Фрагмент текста:
Только что закончилась война...
наш четвертый "А" на 3-й смене,
молча салютует вся страна
отмененной карточной системе.
Осень. На дворе сорок седьмой,
хмурое, в тяжелых тучах, небо,
я стою безропотный и злой,
соблюдая очередь за хлебом.
Кто ж ее не будет соблюдать?
На прицел пронырливые взяты:
мимо вас никак не пробежать,
люди на тележках-самокатах.
Их тележки - просто чудеса,
сколотить одна минута дела:
ось, настил, четыре колеса,
ну а сверху - половина тела.
Сколько было их, таких людей
в городах и селах - нет отбою,
издали похожих на детей,
но с седой, нетрезвой головою.
Помню вас, большие пацаны,
удалых, спокойных и веселых,
чьи тела заложников войны
споловинил ненасытный молох.
С той поры минуло много дней,
и сегодня, заблудившись в датах,
кажется, что вижу я людей,
едущих в тележках - самокатах.
* * *
В первое послевоенное голодное время школа крепко поддерживала учащихся. Учебники выдавали бесплатно. Школьников кормили бесплатными завтраками. Каждый получал свернутый в кулек кусочек газеты, в который была насыпана, примерно, столовая ложка сахара желтого цвета. К этой невидали прилагалась сероватая булочка весом граммов пятьдесят. Поверьте, это было весомым подспорьем для наших вечно голодных желудков.
Однако, чем старше я становился, тем чаще ловил себя на мысли, что устойчиво и люто ненавижу все, что связано со школой. В первую очередь моя ненависть распространялась на тех учителей, которые ненавидели нас, своих учеников. К счастью их было мало - три-четыре человека, но они были.
Хочу проиллюстрировать этот посыл характерным примером. Преподаватель химии Анна Ивановна Орлова - кличка "Молекула". Естественно, за сверхнормативные габариты. Я не имею ни малейшего права высказывать какие-либо критические замечания по любому поводу, хоть как-то связанному со словом "химия",из-за того,что свою неуважение к учителю я совершенно незаслуженно перенёс на эту, как оказалось впоследствии, очень интересную дисциплину.Почему я вспомнил Анну Ивановну? Вот почему. Этот эпизод случился где-то на девятом году обучения. Моя мама поехала в Москву, погостить у родственников. Из столицы мама привезла мне потрясающий подарок - чехословацкие кеды. Трудно объяснить сегодняшним старшеклассникам ценность такого подарка. Я автоматически становился предметом интереса и зависти. Заграничная спортивная обувь. Само собой разумеется, что на следующий день после получения подарка я прибыл в школу, имея на ногах это великолепие. Урок химии Вызов к доске. Молчу. А что скажешь? Анна Ивановна с презрением смотрит в мою сторону и после полуминутной паузы произносит:
- Скажите мне, пожалуйста, что может знать ученик, который приходит в школу в американских ботинках?
Сама не подозревая, учитель сделала мне рекламу, так как те одноклассники, которые не успели рассмотреть мою обновку, восполнили этот пробел.

Сохранённые записи
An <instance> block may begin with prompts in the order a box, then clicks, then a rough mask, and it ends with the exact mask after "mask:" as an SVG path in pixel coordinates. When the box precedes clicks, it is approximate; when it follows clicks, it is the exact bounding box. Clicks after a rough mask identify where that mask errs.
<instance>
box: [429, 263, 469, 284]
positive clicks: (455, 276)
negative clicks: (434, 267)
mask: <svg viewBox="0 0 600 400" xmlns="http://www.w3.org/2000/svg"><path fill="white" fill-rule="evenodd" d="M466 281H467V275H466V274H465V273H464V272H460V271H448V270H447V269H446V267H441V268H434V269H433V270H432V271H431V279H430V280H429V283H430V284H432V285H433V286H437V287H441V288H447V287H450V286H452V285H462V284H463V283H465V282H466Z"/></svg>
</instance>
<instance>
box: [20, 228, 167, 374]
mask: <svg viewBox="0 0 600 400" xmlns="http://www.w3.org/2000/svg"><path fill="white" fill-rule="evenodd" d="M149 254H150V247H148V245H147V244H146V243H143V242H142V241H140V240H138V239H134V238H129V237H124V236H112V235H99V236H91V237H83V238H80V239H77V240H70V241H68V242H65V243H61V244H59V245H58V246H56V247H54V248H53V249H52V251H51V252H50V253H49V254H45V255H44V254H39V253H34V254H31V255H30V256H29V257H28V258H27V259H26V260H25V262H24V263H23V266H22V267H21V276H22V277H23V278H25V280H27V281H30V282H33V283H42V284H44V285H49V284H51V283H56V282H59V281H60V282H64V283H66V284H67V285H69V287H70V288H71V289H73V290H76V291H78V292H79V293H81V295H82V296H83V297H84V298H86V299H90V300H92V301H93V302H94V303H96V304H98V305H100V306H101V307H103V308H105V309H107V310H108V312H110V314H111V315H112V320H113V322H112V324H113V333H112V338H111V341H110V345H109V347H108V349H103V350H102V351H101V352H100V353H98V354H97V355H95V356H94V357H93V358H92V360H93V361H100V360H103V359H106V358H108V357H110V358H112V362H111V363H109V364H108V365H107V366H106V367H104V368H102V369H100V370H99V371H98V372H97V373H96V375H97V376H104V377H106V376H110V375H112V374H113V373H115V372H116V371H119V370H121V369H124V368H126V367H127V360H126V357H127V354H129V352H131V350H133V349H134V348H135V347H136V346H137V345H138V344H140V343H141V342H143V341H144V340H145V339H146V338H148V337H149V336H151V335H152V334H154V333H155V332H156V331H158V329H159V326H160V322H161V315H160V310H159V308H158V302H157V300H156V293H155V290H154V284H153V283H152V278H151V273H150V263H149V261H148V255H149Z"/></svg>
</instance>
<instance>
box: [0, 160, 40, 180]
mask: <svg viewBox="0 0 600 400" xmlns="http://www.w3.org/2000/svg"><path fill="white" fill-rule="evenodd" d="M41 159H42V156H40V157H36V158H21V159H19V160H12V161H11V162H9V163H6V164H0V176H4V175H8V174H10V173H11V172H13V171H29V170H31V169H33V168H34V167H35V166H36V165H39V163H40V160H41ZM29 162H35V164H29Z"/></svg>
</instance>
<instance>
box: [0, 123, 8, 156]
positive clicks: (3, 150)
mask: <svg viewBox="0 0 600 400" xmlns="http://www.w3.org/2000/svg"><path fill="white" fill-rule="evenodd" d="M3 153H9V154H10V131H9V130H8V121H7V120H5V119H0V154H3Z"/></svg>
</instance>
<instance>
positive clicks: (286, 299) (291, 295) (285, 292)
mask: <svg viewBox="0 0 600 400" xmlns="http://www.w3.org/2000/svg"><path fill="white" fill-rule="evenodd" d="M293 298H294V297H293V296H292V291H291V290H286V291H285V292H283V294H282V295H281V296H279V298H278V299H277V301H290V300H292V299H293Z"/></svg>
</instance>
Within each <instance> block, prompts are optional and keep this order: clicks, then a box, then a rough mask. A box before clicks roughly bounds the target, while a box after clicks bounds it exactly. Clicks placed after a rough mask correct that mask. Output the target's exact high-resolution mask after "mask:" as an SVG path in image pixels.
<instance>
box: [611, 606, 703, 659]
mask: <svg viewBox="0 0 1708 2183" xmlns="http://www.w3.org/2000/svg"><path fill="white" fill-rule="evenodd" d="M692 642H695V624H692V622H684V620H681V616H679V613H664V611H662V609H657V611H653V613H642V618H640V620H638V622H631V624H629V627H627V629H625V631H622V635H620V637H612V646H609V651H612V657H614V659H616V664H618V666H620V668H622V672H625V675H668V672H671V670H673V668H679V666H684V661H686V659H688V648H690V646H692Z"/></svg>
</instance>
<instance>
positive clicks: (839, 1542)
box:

Что сделать:
1. Можете напечатать без изменений отрывок из текста о послевоенном детстве, от слов «Сколько было их, таких» до слов «тележках - самокатах.» включительно?
2. Выведите дословно строки записей, начиная с самой первой и заканчивая строкой, в которой есть «negative clicks: (434, 267)», включая обе границы.

Ответы по заданиям:
1.
Сколько было их, таких людей
в городах и селах - нет отбою,
издали похожих на детей,
но с седой, нетрезвой головою.
Помню вас, большие пацаны,
удалых, спокойных и веселых,
чьи тела заложников войны
споловинил ненасытный молох.
С той поры минуло много дней,
и сегодня, заблудившись в датах,
кажется, что вижу я людей,
едущих в тележках - самокатах.

2.
An <instance> block may begin with prompts in the order a box, then clicks, then a rough mask, and it ends with the exact mask after "mask:" as an SVG path in pixel coordinates. When the box precedes clicks, it is approximate; when it follows clicks, it is the exact bounding box. Clicks after a rough mask identify where that mask errs.
<instance>
box: [429, 263, 469, 284]
positive clicks: (455, 276)
negative clicks: (434, 267)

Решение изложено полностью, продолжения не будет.